Task directions: Copy each line of the following data that contains "instance".

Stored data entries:
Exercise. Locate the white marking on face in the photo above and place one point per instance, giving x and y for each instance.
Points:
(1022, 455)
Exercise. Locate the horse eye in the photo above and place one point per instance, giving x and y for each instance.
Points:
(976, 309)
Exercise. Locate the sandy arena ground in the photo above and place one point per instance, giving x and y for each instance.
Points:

Answer for this exercise:
Exercise. Locate the white marking on face in the photo above and place one point per instance, giving x and y for each instance.
Exercise. Locate the horse eye in the photo above and place one point per instance, giving x and y for each instance.
Exercise. Locate the sandy arena ground in the photo above and place one point per instance, giving x and y for each instance.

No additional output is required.